▸ WORK TO BE COMPLETED: Would you write out all of the entries below, exactly as they stand?
##### DATA FOR THIS TASK #####
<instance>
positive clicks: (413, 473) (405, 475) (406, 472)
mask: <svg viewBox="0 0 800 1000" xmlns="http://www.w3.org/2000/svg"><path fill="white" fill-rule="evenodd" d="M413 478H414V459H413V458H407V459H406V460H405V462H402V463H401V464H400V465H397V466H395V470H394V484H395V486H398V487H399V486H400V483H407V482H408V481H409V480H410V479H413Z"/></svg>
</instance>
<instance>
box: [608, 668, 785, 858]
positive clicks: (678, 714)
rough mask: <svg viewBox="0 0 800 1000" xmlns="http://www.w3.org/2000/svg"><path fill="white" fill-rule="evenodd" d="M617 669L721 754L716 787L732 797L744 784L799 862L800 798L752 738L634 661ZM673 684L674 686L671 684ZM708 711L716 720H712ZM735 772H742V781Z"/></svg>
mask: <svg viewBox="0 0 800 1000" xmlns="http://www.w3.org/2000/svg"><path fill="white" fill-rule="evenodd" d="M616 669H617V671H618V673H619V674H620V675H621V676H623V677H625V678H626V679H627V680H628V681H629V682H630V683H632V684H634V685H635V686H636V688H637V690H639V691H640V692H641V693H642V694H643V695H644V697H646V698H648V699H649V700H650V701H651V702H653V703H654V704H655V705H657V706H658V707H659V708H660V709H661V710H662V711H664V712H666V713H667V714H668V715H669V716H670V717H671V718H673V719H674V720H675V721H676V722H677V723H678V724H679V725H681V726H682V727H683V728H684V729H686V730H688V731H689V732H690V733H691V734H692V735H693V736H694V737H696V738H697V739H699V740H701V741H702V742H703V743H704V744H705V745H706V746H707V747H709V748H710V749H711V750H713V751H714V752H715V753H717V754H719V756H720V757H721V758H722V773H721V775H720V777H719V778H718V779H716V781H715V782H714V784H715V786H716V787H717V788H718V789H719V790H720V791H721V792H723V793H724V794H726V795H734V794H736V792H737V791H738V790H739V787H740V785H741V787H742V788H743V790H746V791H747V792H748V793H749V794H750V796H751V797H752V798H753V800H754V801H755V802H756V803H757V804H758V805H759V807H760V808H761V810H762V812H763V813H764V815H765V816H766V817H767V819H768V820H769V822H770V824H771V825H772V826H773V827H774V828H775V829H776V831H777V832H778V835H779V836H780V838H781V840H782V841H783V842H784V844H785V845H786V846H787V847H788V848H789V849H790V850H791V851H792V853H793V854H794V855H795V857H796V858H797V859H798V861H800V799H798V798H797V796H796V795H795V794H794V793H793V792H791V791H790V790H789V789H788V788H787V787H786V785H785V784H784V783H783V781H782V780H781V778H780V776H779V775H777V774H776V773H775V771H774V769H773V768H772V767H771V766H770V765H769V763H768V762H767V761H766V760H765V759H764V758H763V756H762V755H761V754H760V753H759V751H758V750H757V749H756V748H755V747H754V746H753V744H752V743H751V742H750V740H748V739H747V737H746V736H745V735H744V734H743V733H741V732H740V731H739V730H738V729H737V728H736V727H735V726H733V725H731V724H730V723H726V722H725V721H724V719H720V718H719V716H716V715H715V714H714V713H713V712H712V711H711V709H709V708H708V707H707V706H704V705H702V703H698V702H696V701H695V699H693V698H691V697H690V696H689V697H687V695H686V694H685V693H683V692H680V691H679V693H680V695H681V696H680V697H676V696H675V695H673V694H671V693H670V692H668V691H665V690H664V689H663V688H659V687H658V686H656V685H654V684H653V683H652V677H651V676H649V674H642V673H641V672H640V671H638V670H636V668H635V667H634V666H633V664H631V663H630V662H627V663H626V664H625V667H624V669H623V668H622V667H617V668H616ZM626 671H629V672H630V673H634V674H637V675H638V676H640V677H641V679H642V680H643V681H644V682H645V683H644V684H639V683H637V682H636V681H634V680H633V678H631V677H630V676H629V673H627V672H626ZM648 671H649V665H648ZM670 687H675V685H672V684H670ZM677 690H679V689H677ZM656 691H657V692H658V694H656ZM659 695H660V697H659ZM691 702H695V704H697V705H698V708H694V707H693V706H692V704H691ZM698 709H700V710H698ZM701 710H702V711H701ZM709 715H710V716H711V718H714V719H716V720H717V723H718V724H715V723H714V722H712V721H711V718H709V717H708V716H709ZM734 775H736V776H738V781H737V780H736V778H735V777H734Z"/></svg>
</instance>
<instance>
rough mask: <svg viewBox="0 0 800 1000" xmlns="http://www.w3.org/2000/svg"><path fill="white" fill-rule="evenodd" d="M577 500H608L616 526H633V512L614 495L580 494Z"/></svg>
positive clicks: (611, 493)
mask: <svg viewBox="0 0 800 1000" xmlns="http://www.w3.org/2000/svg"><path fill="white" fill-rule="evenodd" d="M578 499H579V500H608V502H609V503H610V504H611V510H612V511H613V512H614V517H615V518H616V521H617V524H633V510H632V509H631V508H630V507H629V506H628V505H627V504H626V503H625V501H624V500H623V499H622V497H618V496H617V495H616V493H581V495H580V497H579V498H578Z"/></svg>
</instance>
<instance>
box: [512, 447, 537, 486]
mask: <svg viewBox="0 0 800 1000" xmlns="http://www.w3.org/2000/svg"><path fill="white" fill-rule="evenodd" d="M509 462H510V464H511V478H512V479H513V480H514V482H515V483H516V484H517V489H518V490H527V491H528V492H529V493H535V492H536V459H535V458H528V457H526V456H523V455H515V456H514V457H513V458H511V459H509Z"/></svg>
#####
▸ REPLY:
<instance>
positive clicks: (413, 473) (405, 475) (406, 472)
mask: <svg viewBox="0 0 800 1000" xmlns="http://www.w3.org/2000/svg"><path fill="white" fill-rule="evenodd" d="M413 478H414V459H413V458H407V459H406V460H405V462H402V463H401V464H400V465H397V466H395V470H394V484H395V486H398V487H399V486H400V483H407V482H408V481H409V480H410V479H413Z"/></svg>
</instance>
<instance>
box: [608, 668, 785, 858]
positive clicks: (678, 714)
rough mask: <svg viewBox="0 0 800 1000" xmlns="http://www.w3.org/2000/svg"><path fill="white" fill-rule="evenodd" d="M617 669L721 754L716 787L732 797L744 784L799 862L800 798L752 738L634 661ZM673 684L674 686L671 684ZM708 711L716 720H712ZM735 772H742V781Z"/></svg>
mask: <svg viewBox="0 0 800 1000" xmlns="http://www.w3.org/2000/svg"><path fill="white" fill-rule="evenodd" d="M616 669H617V671H618V673H619V674H620V675H621V676H623V677H625V678H626V679H627V680H628V681H629V682H630V683H632V684H634V685H635V686H636V688H637V690H639V691H640V692H641V693H642V694H643V695H644V697H646V698H648V699H649V700H650V701H651V702H653V703H654V704H655V705H657V706H658V707H659V708H660V709H661V710H662V711H664V712H666V713H667V714H668V715H669V716H670V717H671V718H673V719H674V720H675V721H676V722H677V723H678V724H679V725H681V726H682V727H683V728H684V729H686V730H688V731H689V732H690V733H691V734H692V735H693V736H694V737H696V738H697V739H699V740H701V741H702V742H703V743H704V744H705V745H706V746H707V747H709V748H710V749H711V750H713V751H714V752H715V753H717V754H719V756H720V757H721V758H722V773H721V775H720V777H719V778H718V779H716V781H715V782H714V784H715V786H716V787H717V788H718V789H719V790H720V791H721V792H723V793H724V794H726V795H734V794H736V792H737V791H738V790H739V787H740V785H741V787H742V788H743V790H746V791H747V792H748V793H749V794H750V796H751V797H752V798H753V800H754V801H755V802H756V803H757V804H758V805H759V807H760V808H761V810H762V812H763V813H764V815H765V816H766V817H767V819H768V820H769V822H770V824H771V825H772V826H773V827H774V828H775V829H776V831H777V832H778V835H779V836H780V838H781V840H782V841H783V842H784V844H785V845H786V846H787V847H788V848H789V849H790V850H791V851H792V853H793V854H794V855H795V857H796V858H797V859H798V861H800V799H798V798H797V796H796V795H795V794H794V793H793V792H791V791H790V790H789V789H788V788H787V787H786V785H785V784H784V783H783V781H782V780H781V778H780V776H779V775H777V774H776V773H775V771H774V769H773V768H772V767H771V766H770V765H769V763H768V762H767V761H766V760H765V759H764V758H763V756H762V755H761V754H760V753H759V751H758V750H757V749H756V748H755V747H754V746H753V744H752V743H751V742H750V740H748V739H747V737H746V736H745V735H744V734H743V733H741V732H740V731H739V730H738V729H737V728H736V727H735V726H733V725H731V724H730V723H726V722H725V721H724V719H720V718H719V716H716V715H715V714H714V713H713V712H712V711H711V709H709V708H708V707H707V706H704V705H702V703H698V702H696V701H695V699H693V698H691V697H690V696H689V697H687V695H686V694H685V693H683V692H680V691H679V693H680V695H681V696H680V697H676V696H675V695H673V694H671V693H670V692H668V691H665V690H664V689H663V688H659V687H658V686H656V685H654V684H653V683H652V677H651V676H649V674H642V673H641V672H640V671H638V670H636V668H635V667H634V666H633V664H631V663H630V662H627V663H626V664H625V667H624V669H623V668H622V667H617V668H616ZM626 671H629V672H630V673H634V674H637V675H638V676H640V677H641V679H642V680H643V681H644V682H645V683H644V684H639V683H637V682H636V681H634V680H633V678H631V677H630V676H629V673H627V672H626ZM648 671H649V665H648ZM670 687H675V685H672V684H670ZM677 690H679V689H677ZM656 691H657V692H658V694H656ZM659 695H660V697H659ZM691 702H695V704H697V705H698V708H694V707H693V706H692V704H691ZM698 709H700V710H698ZM701 710H702V711H701ZM709 715H710V716H711V718H714V719H716V720H717V723H718V724H715V723H714V722H712V721H711V718H709V717H708V716H709ZM734 775H736V776H738V781H737V780H736V778H735V777H734Z"/></svg>
</instance>
<instance>
rough mask: <svg viewBox="0 0 800 1000" xmlns="http://www.w3.org/2000/svg"><path fill="white" fill-rule="evenodd" d="M577 500H608L616 526H633V512L614 495L580 494Z"/></svg>
positive clicks: (611, 493)
mask: <svg viewBox="0 0 800 1000" xmlns="http://www.w3.org/2000/svg"><path fill="white" fill-rule="evenodd" d="M578 499H579V500H608V502H609V503H610V504H611V510H612V511H613V512H614V517H615V518H616V521H617V524H633V510H632V509H631V508H630V507H629V506H628V505H627V504H626V503H625V501H624V500H623V499H622V497H618V496H617V495H616V493H581V495H580V497H579V498H578Z"/></svg>
</instance>
<instance>
box: [512, 447, 537, 486]
mask: <svg viewBox="0 0 800 1000" xmlns="http://www.w3.org/2000/svg"><path fill="white" fill-rule="evenodd" d="M509 462H510V464H511V478H512V479H513V480H514V482H515V483H516V484H517V489H518V490H527V491H528V492H529V493H535V492H536V459H535V458H528V457H526V456H523V455H515V456H514V457H513V458H511V459H509Z"/></svg>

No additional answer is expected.